____ RECORDS FOR THE TASK

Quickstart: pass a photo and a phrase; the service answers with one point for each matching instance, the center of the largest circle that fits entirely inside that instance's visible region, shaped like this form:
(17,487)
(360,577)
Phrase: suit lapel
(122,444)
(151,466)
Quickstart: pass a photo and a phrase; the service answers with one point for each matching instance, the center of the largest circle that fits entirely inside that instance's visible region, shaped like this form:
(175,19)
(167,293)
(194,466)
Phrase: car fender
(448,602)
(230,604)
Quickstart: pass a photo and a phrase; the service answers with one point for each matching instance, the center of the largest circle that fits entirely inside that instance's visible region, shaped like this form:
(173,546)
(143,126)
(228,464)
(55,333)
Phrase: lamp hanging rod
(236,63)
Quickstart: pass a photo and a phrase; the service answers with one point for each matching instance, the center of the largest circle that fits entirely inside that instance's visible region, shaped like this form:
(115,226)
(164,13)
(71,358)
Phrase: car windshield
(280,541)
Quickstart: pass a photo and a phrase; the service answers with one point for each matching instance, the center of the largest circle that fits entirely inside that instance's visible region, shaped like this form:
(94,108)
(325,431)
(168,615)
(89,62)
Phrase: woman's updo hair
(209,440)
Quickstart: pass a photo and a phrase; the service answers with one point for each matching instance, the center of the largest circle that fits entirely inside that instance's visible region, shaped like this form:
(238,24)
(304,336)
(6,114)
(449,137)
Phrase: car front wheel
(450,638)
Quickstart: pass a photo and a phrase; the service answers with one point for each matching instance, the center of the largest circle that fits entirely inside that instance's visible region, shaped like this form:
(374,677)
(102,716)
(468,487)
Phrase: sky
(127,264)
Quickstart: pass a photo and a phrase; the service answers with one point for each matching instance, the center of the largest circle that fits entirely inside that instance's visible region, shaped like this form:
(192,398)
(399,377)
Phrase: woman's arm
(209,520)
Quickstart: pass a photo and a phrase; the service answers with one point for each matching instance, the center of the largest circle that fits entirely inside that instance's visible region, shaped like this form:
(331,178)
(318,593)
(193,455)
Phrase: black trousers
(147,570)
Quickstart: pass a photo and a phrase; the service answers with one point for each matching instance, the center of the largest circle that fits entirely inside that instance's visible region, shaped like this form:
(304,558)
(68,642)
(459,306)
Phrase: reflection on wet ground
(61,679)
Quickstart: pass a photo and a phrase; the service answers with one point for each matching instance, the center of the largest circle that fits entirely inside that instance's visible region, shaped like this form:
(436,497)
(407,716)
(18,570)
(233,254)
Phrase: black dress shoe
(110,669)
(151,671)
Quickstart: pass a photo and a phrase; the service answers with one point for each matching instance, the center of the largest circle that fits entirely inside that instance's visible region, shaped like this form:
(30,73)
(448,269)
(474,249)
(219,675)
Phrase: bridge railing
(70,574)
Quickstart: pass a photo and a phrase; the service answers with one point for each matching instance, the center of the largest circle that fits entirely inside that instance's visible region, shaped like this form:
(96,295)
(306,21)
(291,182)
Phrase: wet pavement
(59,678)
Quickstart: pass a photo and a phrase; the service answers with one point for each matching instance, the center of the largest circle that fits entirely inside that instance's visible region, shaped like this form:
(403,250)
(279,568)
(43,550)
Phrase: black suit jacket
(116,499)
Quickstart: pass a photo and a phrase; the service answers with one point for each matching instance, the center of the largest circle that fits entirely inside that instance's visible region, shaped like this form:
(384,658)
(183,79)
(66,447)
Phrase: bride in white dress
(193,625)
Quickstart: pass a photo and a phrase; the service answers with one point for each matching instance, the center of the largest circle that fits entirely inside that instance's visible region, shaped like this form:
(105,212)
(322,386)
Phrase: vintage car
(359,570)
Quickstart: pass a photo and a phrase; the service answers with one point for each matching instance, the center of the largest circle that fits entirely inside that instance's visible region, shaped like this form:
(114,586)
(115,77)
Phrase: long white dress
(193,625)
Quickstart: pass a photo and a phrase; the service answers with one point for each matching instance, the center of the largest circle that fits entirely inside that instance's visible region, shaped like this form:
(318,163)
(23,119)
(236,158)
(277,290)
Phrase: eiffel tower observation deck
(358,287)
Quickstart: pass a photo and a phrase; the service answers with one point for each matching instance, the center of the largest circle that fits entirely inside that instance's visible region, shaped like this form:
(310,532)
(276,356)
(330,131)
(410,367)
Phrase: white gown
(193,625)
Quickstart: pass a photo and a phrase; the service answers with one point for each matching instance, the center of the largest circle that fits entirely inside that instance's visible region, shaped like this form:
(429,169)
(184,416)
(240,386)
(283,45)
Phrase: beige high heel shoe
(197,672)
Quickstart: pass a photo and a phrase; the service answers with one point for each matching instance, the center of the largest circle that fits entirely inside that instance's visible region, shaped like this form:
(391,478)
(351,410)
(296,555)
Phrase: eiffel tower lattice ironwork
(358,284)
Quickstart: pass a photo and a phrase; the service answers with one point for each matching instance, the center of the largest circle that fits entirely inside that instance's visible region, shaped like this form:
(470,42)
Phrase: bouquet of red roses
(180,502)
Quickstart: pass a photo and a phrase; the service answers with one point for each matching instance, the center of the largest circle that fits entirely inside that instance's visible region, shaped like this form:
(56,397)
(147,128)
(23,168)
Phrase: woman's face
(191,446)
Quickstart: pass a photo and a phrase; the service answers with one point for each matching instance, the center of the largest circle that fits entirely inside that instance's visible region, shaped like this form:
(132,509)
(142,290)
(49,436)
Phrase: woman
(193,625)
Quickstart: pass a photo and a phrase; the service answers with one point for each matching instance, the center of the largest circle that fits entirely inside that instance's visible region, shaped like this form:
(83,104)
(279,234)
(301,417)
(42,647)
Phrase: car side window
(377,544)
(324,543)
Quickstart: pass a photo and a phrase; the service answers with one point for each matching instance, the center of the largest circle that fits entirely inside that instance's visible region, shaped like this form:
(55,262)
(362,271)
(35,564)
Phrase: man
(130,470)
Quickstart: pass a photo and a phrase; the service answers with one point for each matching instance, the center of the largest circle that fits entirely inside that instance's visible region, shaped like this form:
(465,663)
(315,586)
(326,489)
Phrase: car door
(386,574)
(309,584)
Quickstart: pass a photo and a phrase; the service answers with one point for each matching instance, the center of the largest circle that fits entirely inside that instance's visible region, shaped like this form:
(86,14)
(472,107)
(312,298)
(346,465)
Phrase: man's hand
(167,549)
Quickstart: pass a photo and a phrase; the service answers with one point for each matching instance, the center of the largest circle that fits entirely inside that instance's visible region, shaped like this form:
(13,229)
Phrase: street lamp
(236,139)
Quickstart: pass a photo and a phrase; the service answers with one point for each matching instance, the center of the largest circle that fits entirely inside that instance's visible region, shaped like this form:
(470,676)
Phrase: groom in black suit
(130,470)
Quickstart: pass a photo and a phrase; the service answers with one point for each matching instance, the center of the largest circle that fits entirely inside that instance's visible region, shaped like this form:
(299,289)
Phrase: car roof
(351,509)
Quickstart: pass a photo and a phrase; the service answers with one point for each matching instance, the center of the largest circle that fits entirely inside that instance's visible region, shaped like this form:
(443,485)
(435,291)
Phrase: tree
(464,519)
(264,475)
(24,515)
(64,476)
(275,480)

________

§ **WHAT THE TASK REQUIRES**
Word for word, quote all of the data above.

§ **ANSWER BELOW**
Quickstart: pass a photo and a phrase; the service answers with one point for each matching instance, the center of the largest circle that fits entirely inside that instance's visible region, shaped like this form:
(17,487)
(360,577)
Phrase: suit lapel
(122,444)
(151,466)
Quickstart: pass a photo and a phrase; the service answers with one point for each matching instance, the center of the largest circle that fits entirely inside that instance's visible region, shaped like this form:
(175,19)
(167,293)
(194,466)
Phrase: car fender
(448,602)
(230,604)
Quickstart: pass a photo and a phrase; the service answers with one point for each matching instance, the center of the largest circle that fits entirely inside that instance's visible region, shaped like this form:
(173,546)
(143,126)
(228,464)
(55,333)
Phrase: lamp hanging rod
(236,63)
Quickstart: pass a photo and a phrase; the service answers with one point for each matching instance, the center of the largest circle that fits entirely inside that instance's visible region, shaped like this form:
(115,226)
(164,13)
(71,358)
Phrase: car windshield
(280,541)
Quickstart: pass a photo and a phrase; the service answers with one point for each matching instance, the center of the largest circle that fits entirely inside that instance's visible region, shaped like this form:
(94,108)
(325,431)
(168,615)
(89,62)
Phrase: woman's updo hair
(209,440)
Quickstart: pass a photo and a phrase; the service answers with one point for each matching instance, the center of the largest circle that fits entirely inside that instance's visible region, shaped like this form:
(238,24)
(304,336)
(6,114)
(449,137)
Phrase: car front wheel
(450,638)
Quickstart: pass a photo and a phrase; the service answers with one point for each matching instance, the center of the largest circle that fits entirely inside that instance's visible region, shaped like this form:
(374,677)
(102,716)
(468,487)
Phrase: sky
(127,264)
Quickstart: pass a photo and a phrase; the service answers with one point for each matching instance, the center of the largest circle that fits entirely inside that instance's visible region, shaped like this form:
(192,398)
(399,377)
Phrase: woman's arm
(209,520)
Quickstart: pass a photo and a phrase; the service answers with one point for each matching instance, the center of the largest circle that fits entirely inside that instance's visible region, shaped like this form:
(331,178)
(318,593)
(193,455)
Phrase: black trousers
(147,570)
Quickstart: pass a photo and a phrase; the service answers with one point for each matching instance, the center of the largest circle that fits entirely inside that instance's visible region, shaped like this form:
(304,558)
(68,642)
(459,306)
Phrase: reflection on wet ground
(61,679)
Quickstart: pass a photo and a phrase; the service answers with one point for each matching instance, the center of the largest circle that fits entirely inside that instance's visible region, shaped like this form:
(436,497)
(407,716)
(18,570)
(233,254)
Phrase: black dress shoe
(110,669)
(151,671)
Quickstart: pass a photo and a phrase; the service answers with one point for each matching instance, the center of the largest circle that fits entirely inside that instance's visible region, shaped like this form:
(30,73)
(448,269)
(474,249)
(219,675)
Phrase: bridge railing
(70,574)
Quickstart: pass a photo and a phrase; the service answers with one point for each matching instance, the center of the largest circle that fits entirely inside that instance's visible region, shaped like this form:
(96,295)
(306,21)
(291,182)
Phrase: wet pavement
(59,678)
Quickstart: pass a photo and a phrase; the service answers with one point for each matching instance, the center of the largest circle that fits entirely inside that instance's visible region, shaped like this form:
(403,250)
(279,568)
(43,550)
Phrase: black suit jacket
(116,499)
Quickstart: pass a photo and a phrase; the service answers with one point for each matching instance, the center of the largest circle that fits entirely inside that instance's visible region, shaped like this form:
(384,658)
(183,79)
(66,447)
Phrase: bride in white dress
(193,625)
Quickstart: pass a photo and a phrase; the service answers with one point for each matching instance, the center of the largest circle that fits entirely inside that instance's visible region, shaped like this form:
(105,212)
(322,386)
Phrase: vintage car
(359,570)
Quickstart: pass a photo and a phrase; the service answers with one point for each matching instance, the center of the largest circle that fits entirely inside that instance's visible region, shaped like this form:
(114,586)
(115,77)
Phrase: long white dress
(193,625)
Quickstart: pass a photo and a phrase; the service answers with one point for each matching instance, the center of the largest circle that fits entirely inside that instance's visible region, shaped like this form:
(318,163)
(23,119)
(236,158)
(277,290)
Phrase: eiffel tower observation deck
(358,287)
Quickstart: pass a photo and a phrase; the service answers with one point for each matching instance, the center of the largest circle that fits entirely inside that instance's visible region, shaped like this form:
(310,532)
(276,356)
(330,131)
(410,367)
Phrase: white gown
(193,625)
Quickstart: pass a photo and a phrase; the service answers with one point for each matching instance, the center of the largest circle that fits entirely inside that instance's visible region, shaped like this form:
(429,169)
(184,416)
(240,386)
(283,45)
Phrase: beige high heel shoe
(197,672)
Quickstart: pass a photo and a phrase; the service answers with one point for each matching instance, the center of the largest circle that fits entirely inside that instance's visible region, shaped like this form:
(391,478)
(351,410)
(296,555)
Phrase: eiffel tower lattice ironwork
(358,284)
Quickstart: pass a photo and a phrase; the service answers with one point for each matching instance, the center of the largest circle that fits entirely inside that instance's visible region, shaped like this form:
(470,42)
Phrase: bouquet of red roses
(180,502)
Quickstart: pass a photo and a phrase; the service answers with one point for each matching instance, the center of the largest circle that fits entirely inside that instance's visible region, shaped like this form:
(56,397)
(147,128)
(23,168)
Phrase: woman's face
(191,446)
Quickstart: pass a photo and a phrase; the service answers with one point for each matching instance, the center of the largest circle that fits entirely inside that instance's visible region, shaped like this form:
(132,509)
(142,290)
(49,436)
Phrase: woman
(193,625)
Quickstart: pass a photo and a phrase; the service answers with one point for each matching instance, the center of the largest circle that fits entirely inside that instance's visible region, shaped like this form:
(83,104)
(279,234)
(301,417)
(42,647)
Phrase: car side window
(377,544)
(324,543)
Quickstart: pass a photo and a phrase; the service answers with one point for each matching instance, the center of the largest circle that fits entirely inside that instance's visible region, shaped like this form:
(55,262)
(362,271)
(35,564)
Phrase: man
(130,470)
Quickstart: pass a photo and a phrase; the service answers with one point for each matching instance, the center of the largest circle that fits entirely inside that instance's visible region, shaped like this form:
(465,663)
(315,586)
(326,489)
Phrase: car door
(386,574)
(309,584)
Quickstart: pass a photo and a phrase; the service answers with one point for each matching instance, the center of the largest circle that fits entirely inside that instance's visible region, shaped like this form:
(86,14)
(472,107)
(312,298)
(346,465)
Phrase: man's hand
(167,549)
Quickstart: pass a photo and a phrase; the service answers with one point for each matching instance, the center of the largest circle that fits entirely inside that instance's visible region, shaped like this form:
(13,229)
Phrase: street lamp
(236,139)
Quickstart: pass a photo and a phrase; the service answers with one point for each matching instance, the center of the largest circle that fits entirely inside that instance's visible region, shaped like this form:
(470,676)
Phrase: groom in black suit
(130,470)
Quickstart: pass a photo and a phrase; the service answers with one point for each matching instance, the center of the largest circle that fits entirely inside that instance's visible region, shaped like this form:
(299,289)
Phrase: car roof
(351,509)
Quickstart: pass a photo and a phrase; the service answers with one point for each matching instance, the center of the largest circle that fits entirely inside that instance's visible region, shaped like this form:
(443,485)
(435,291)
Phrase: tree
(464,519)
(264,475)
(24,515)
(64,476)
(275,480)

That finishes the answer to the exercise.